Given records>
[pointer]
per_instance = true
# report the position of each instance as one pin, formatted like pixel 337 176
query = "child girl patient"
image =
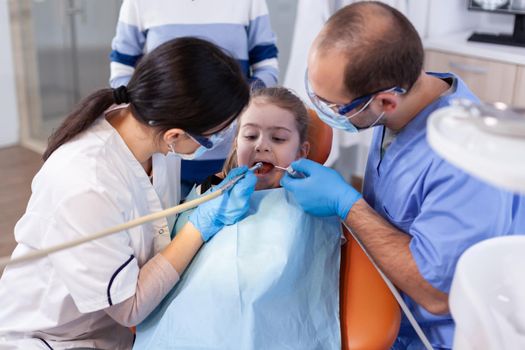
pixel 270 281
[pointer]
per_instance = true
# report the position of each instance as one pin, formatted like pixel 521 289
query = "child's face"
pixel 268 134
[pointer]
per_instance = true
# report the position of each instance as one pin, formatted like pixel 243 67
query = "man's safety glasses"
pixel 342 110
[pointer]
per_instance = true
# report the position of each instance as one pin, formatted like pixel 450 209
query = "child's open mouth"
pixel 264 169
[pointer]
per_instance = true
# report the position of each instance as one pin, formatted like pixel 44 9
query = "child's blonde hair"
pixel 282 98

Work instructions> Arrange everything from the start of the items down to the line containing "pixel 268 134" as a JSON list of strings, with one string per line and blank lines omitted. Leave the pictures out of the answer.

Exercise result>
[
  "[pointer]",
  "per_instance = true",
  "# report the position of each instance as one pin, formatted like pixel 337 176",
  "query = \"child girl patient\"",
  "image =",
  "pixel 270 281",
  "[pointer]",
  "per_instance = true",
  "# report the position of each instance as one pin, formatted like pixel 521 289",
  "query = \"child's face\"",
  "pixel 268 134"
]